» Alıştırma A: Türkiye-İsrail ilişkileri yazısında hangi ülke adları geçiyor? Hepsini sıralayın.
» Alıştırma B: Türkiye-İsrail ilişkileri yazısını son cümlesinden sonra kaldığı yerden alıp sürdürür müsünüz?

» Verilen metin:
· · · · · · ·
Türkiye-İsrail ilişkileri nereye gidiyor?

RAFAEL SADI

Rafael SADİ / Tel Aviv


İki ülke ilişkierinde  belirgin bir  soğukluk, kopma olduğu gizlenemeyecek boyutlara  ulaştı. İlişkilerin esası siyasi ve ekonomik menfaatlere dayalı iken, bu ilşkiler sanki bir anda gerek siyasi gerekse ekonomik işlevini yitirmiş gibi görülüyor.

Aslına bakacak olursak İsrail ile Türkiye ilişkileri uzun yıllardan beri (her nedense) Filistin eksenine dayandırlmıştır.
Bu durum Türkiye Başbakanı Sn.Recep Tayyip Erdoğan’ın  buluşu degildir. Neredeyse 1968 den sonra Türk Dışİşleri’nin İsrail ile ilişkilere koyduğu kriterdir.
· · · · · · ·
» Çıkarılan bilgiler:
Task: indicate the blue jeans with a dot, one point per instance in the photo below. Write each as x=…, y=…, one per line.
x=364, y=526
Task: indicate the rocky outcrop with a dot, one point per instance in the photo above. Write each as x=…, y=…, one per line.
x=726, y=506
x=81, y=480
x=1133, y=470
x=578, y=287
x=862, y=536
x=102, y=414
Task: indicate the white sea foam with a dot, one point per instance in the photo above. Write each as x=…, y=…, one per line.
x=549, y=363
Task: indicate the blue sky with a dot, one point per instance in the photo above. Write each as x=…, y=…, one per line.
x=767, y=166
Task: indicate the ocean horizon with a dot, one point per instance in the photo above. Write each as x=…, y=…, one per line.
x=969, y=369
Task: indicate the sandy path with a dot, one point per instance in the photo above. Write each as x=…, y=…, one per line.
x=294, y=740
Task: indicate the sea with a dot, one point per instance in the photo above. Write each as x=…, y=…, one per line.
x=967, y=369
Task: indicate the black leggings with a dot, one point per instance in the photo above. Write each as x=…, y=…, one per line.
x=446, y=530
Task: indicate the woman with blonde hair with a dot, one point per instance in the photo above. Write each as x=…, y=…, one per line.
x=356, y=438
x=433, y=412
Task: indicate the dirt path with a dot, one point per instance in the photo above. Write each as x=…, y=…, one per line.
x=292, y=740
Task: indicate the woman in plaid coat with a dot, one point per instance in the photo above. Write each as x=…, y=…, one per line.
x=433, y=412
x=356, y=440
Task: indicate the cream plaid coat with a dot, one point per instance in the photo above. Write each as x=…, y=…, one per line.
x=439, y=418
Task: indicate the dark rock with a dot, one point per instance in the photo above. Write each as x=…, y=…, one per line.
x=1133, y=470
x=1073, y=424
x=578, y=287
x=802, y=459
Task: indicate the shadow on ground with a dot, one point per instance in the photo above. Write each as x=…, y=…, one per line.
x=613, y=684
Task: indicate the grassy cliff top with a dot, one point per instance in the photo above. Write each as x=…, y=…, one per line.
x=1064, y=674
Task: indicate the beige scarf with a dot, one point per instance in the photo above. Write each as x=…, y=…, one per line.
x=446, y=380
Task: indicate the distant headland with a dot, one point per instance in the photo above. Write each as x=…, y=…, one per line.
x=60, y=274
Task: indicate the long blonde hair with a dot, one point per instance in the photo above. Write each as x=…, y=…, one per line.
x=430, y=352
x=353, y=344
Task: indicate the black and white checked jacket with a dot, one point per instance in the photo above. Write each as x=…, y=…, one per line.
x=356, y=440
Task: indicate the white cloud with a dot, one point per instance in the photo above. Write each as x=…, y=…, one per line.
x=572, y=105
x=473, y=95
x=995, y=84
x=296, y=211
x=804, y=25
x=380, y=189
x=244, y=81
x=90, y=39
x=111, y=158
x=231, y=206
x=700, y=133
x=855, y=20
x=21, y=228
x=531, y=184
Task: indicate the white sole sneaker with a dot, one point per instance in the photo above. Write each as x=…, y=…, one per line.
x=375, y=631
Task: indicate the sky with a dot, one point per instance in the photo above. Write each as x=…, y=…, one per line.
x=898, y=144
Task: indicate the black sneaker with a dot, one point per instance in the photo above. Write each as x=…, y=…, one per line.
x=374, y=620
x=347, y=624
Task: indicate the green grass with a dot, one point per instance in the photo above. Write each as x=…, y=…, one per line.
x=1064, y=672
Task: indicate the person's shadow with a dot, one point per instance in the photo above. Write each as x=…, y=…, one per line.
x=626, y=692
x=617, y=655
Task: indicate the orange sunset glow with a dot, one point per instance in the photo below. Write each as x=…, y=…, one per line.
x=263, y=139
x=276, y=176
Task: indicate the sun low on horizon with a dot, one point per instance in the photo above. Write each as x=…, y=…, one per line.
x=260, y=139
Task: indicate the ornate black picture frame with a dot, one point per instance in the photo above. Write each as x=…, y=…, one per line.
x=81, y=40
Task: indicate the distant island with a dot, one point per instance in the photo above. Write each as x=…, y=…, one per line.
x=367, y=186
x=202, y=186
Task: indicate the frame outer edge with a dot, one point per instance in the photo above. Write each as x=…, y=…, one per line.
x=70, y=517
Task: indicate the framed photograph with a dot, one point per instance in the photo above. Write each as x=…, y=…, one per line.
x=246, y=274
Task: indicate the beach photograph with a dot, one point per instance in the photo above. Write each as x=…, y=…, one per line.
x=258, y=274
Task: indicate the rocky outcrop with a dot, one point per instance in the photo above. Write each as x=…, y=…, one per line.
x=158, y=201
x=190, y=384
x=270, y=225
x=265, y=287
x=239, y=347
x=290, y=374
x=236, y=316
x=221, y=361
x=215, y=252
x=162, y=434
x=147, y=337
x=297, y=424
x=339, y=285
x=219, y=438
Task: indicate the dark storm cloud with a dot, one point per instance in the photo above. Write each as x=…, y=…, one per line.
· · · · · · ·
» Görev yanıtı A: Türkiye, İsrail, Filistin

» Görev yanıtı B:
Türkiyenin İsrail ile ilişkileri, İsrail’in Filistin ile ilişkilerine endekslidir.
Bu durumu gerek Türk Dışişleri gerekse İsrail Dışişleri gayet iyi bilmekte ve bu parametre ile yaşamasını bilmekteydiler.
Bilmeyenler, sadece sokaktaki insanlar yani Türk ve İsrail halkı.
Sn. Erdoğan bilinen ve iki ülke Dışişlerince aralarında halledilen ve halklara çaktırılmadan yıkanılan çamaşırları evin dışında hemde medyanın ortasında yıkamaya başlamanın iyi bir  OY POTANSİYELİ oldugunu  kavraması ile  Orataya bir FİLİSTİN davası savunuculuğu  çıkmış ve bu Türkiye iç siyasetinde  geçer akçe bir malzeme olarak kullanılmaya başlanmıştır.
Temasta olduğum  bir çok devlet görevlisi ve siyaset adamı İsrail’i ziyaretlerinde  İsrail’in bu şekilde aşağılanmasının iç siyaset gereği olduğu ve aslında iki ülke arasındaki dostluğun çok önemli stratejik menfaatlere dayalı olduğu ve bu tür beyanların bu ilişkiyi bozamayacağı belirtilmiştir. Halen bu ahvalde dostça ifadeler  devam etmektedir.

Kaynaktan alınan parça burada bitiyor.